> [Exercices proposés]
1. Répondez aux questions suivantes à partir de l'article sur la réduction des effectifs de la fonction publique :
(a) Combien de citoyens ont voté lors du premier tour des primaires ?
(b) À quel horizon François Fillon projette-t-il de réduire les effectifs publics de 500 000 ?
(c) Quelles fonctions « régaliennes » de l'État le candidat prévoit-il d'épargner ?
2. Poursuivez l'article sur la réduction des effectifs de la fonction publique à partir de sa dernière phrase.

Il règne décidément un climat surréaliste autour du débat qui oppose les deux finalistes de la primaire droite/centre. On le constatera lors du débat télévisé de ce jeudi soir. « Plus belle la vie » pour certains sans doute (suppression de l’ISF, baisse de l’impôt sur le revenu…). Mais pas pour tous…

 Évoquons  rapidement  les réactions prévisibles du corps social dans son ensemble, au-delà des 4 millions de citoyens qui ont voté lors du 1er tour de ces primaires. Imagine-t-on les fonctionnaires danser de joie alors qu’un emploi sur 10 serait supprimé parmi eux ? Imagine-t-on les salariés du privé se lancer dans une gigue effrénée à la perspective de la suppression du plafond légal de durée du travail ? Imagine-t-on les chômeurs se frotter les mains face au projet de baisse de leurs allocations au bout d’un an (ce qui ne leur donnera pas des emplois pour autant) ? Et les consommateurs heureux de voir la hausse de la TVA faire flamber les étiquettes. Le trajet République-Nation a de beaux défilés de manifs  devant lui… On pourrait sans grand mal allonger cette litanie des catégories pas franchement heureuses au vu des programmes de Fillon et Juppé ‑moins distants loin de l’autre qu’ils veulent s’en donnent l’air-.

 Moins de fonctionnaires : où et comment ?

 Mais centrons-nous sur ce qui nourrit apparemment la polémique entre les deux candidats : la diminution des effectifs de la fonction publique. Moins de fonctionnaires tout compris, c'est-à-dire à la fois dans les services de l’État, dans les collectivités et dans les hôpitaux. Aujourd’hui, ils seraient autour de 5 700 000 à travailler dans ce vaste secteur public (à quoi il convient d’ajouter un petit million de « contractuels » qui ne bénéficient pas du statut de fonctionnaire). Partons donc sur la base de 6,5 millions d’agents publics au sens large. Encore que l’État central n’ait guère de moyens d’agir directement sur les agents des collectivités locales ou des hôpitaux… Mais laissons cette réserve et raisonnons globalement.

Le projet de François Fillon est donc d’alléger (sic) cet effectif de 500 000 à l’horizon 2023. Et donc d’aller vers les 6 millions d’emplois publics.

 Où et comment supprimer ces  500 000 postes ? La réponse serait : en ne remplaçant qu’un départ à la retraite sur deux et en ne renouvelant pas un poste de contractuel sur deux. Elle est d’autant moins convaincante que le candidat prévoit d’épargner les fonctions « régaliennes » de l’Etat, à savoir, l’Armée, la Police, la Justice, voire l’Éducation, mais que les départs à la retraite auront bien sûr également lieu dans ces secteurs. Donc des transferts seraient nécessaires: faudra-t-il alors affecter à l’Armée des fonctionnaires aujourd’hui chargés de lutter contre les fraudes alimentaires, à la Justice ceux qui occupent des postes aux Affaires sociales, ou à la Police les diplomates du Quai d’Orsay ? Bref, à raisonner trop globalement, on déraisonne.

> [Données fournies]
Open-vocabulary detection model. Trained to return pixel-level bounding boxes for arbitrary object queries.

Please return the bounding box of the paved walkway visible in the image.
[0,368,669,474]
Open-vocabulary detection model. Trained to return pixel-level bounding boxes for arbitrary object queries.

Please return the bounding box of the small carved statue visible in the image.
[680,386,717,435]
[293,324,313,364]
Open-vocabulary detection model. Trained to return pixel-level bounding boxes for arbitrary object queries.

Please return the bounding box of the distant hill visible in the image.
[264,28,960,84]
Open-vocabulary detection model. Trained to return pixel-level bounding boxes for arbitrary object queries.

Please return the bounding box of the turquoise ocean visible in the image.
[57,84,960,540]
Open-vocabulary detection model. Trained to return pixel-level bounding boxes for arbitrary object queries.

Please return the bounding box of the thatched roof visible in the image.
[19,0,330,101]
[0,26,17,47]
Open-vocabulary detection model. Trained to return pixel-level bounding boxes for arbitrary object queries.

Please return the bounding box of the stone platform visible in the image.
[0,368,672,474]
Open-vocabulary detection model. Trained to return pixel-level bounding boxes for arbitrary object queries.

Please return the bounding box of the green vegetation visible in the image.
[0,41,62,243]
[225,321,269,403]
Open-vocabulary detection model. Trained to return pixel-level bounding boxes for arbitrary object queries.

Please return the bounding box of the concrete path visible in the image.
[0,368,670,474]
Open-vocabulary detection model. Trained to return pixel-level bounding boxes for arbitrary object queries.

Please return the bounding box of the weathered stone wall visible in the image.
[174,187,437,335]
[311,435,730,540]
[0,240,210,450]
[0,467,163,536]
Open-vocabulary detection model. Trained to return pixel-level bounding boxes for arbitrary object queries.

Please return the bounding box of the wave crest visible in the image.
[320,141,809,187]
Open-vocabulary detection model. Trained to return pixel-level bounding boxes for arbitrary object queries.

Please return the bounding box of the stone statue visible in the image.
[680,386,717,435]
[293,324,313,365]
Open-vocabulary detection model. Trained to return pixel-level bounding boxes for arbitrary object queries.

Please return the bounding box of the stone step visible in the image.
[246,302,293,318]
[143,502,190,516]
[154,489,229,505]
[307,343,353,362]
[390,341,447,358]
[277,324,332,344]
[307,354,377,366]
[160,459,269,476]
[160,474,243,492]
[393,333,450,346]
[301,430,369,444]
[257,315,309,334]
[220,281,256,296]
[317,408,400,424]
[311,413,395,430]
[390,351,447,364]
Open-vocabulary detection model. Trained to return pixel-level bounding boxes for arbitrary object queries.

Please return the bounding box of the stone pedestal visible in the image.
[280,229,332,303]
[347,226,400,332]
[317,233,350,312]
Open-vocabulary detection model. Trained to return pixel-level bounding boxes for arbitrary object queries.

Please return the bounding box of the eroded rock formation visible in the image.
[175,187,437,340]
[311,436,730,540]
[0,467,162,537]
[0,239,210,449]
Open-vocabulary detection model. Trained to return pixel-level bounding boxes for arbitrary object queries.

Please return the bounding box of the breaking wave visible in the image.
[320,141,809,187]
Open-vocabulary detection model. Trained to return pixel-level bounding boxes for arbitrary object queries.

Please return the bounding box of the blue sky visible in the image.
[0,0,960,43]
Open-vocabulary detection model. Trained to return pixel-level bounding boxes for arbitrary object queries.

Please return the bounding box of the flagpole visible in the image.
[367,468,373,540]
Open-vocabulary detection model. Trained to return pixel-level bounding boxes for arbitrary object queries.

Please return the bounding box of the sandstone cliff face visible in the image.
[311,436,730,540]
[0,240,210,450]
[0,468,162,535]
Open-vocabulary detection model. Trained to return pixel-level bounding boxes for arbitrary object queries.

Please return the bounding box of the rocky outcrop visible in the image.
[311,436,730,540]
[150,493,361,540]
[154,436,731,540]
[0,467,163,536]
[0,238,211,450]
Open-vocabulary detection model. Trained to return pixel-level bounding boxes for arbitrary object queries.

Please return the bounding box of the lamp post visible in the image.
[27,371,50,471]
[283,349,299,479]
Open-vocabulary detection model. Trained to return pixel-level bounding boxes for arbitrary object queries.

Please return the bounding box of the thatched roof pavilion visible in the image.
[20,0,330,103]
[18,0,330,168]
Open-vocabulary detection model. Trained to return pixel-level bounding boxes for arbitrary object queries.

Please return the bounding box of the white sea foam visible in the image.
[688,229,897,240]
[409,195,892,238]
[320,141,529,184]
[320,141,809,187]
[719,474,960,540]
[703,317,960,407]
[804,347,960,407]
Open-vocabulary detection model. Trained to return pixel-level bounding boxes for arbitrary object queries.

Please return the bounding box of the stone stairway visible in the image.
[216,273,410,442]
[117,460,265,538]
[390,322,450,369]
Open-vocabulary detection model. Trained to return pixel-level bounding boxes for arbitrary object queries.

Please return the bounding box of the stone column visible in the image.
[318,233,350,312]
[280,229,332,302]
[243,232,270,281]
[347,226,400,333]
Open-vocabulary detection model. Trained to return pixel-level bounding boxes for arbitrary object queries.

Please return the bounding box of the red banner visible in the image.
---
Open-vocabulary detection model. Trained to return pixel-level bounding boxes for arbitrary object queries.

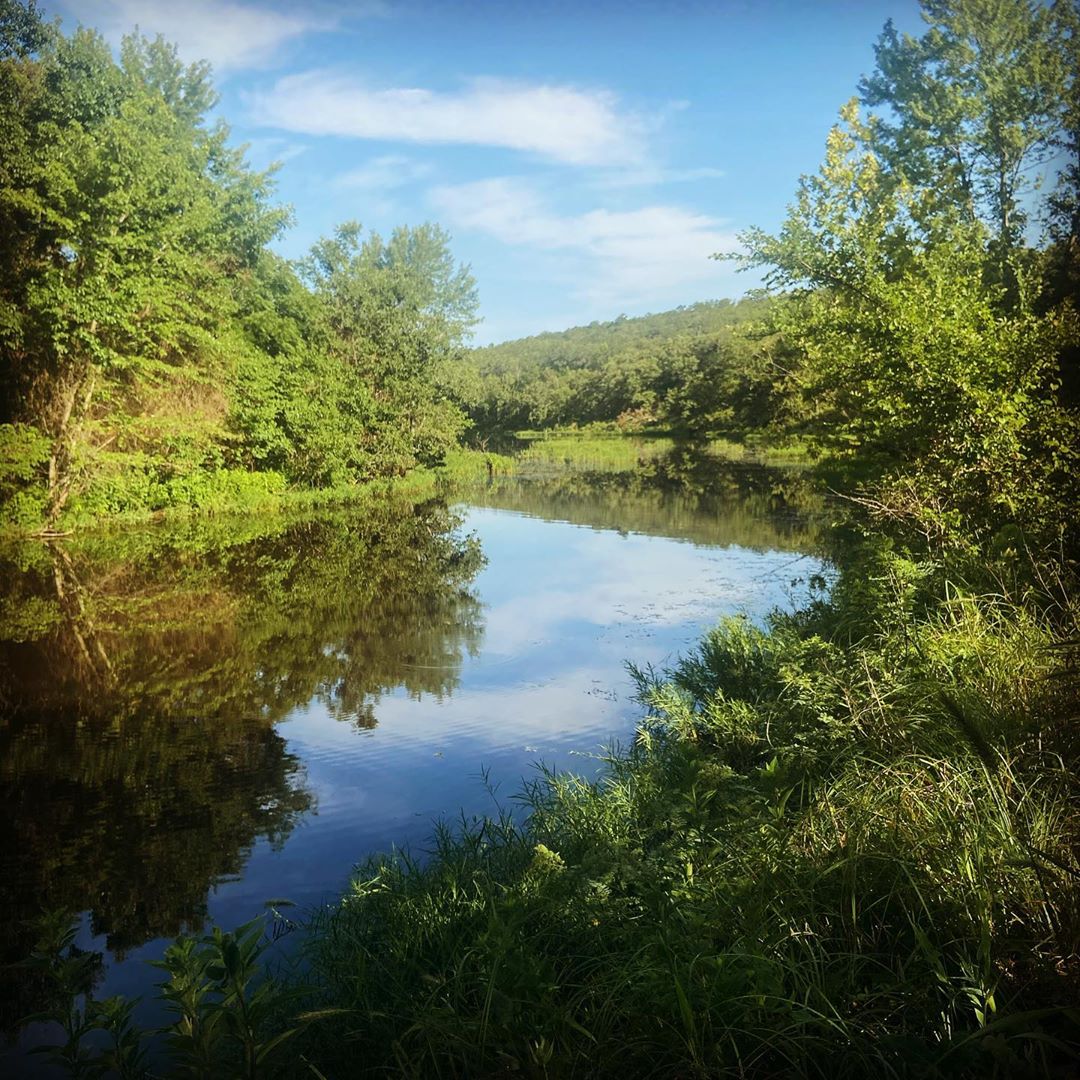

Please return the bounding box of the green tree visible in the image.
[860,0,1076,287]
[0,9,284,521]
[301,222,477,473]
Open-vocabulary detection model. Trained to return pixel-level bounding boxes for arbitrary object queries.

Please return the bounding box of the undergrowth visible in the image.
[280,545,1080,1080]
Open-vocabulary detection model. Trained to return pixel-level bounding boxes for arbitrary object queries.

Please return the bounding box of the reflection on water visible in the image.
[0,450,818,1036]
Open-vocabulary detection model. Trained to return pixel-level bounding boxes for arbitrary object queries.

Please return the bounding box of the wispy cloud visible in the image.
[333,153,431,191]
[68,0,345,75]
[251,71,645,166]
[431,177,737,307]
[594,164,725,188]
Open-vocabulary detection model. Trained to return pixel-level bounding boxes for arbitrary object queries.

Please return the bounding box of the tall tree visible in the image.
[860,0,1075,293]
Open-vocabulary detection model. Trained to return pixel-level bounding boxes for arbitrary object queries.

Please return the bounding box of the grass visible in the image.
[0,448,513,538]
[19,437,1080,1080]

> [Réponses aux exercices]
1.
(a) 4 millions de citoyens.
(b) À l'horizon 2023.
(c) L'Armée, la Police, la Justice, voire l'Éducation.

2.
 Martingale magique et calculettes en panne

Surtout, les experts du candidat ont manifestement des problèmes de calculettes. Car la martingale magique de Fillon, c’est d’augmenter la durée du travail des fonctionnaires (de 35 à 39 heures) pour compenser la baisse de leur nombre. Soit, mais pour combien d’heures de travail seraient-ils payés ?

Le candidat a d’abord répondu « 37 heures », puis renvoie désormais à une négociation ». Mais  supposons que cette équation « 39 heures payées 37 » soit acceptée par les intéressés, le compte n’y est vraiment pas. Le projet Fillon, rappelons-le, est de diminuer la dépense publique de 100 milliards d’euros en cinq ans.

Aujourd’hui, 6 500 000  fonctionnaires travaillent 35 heures et sont rémunérés sur cette base. Le traitement  moyen dans la fonction publique tourne donc autour de 2 500 € net par mois. Ce qui représente grosso modo une « facture » de 195 milliards d’euros par an. 

A la fin d’un éventuel quinquennat Fillon, il n’y aurait donc plus que 6 000 000 de fonctionnaires, travaillant 39 heures (et payés 37 heures). Leur traitement moyen passerait ainsi de 2 500 €/mois à  2 643 €/mois. Du coup, en supposant l’inflation étale et la grille indiciaire stable, la « facture » pour l’Etat, les collectivités et les hôpitaux, serait à peine moins élevée qu’aujourd’hui, se montant à 190,3  milliards d’euros.

Donc l’opération suppression de 500 000 postes publics se traduirait en définitive par une « économie » annuelle de  4,7 milliards. Même pas de quoi compenser la suppression de l’ISF (qui a rapporté plus de 5 milliards en 2015) et pas de quoi raboter vraiment la dépense publique comme l’un et l’autre des candidats de la droite et du centre s’y engagent.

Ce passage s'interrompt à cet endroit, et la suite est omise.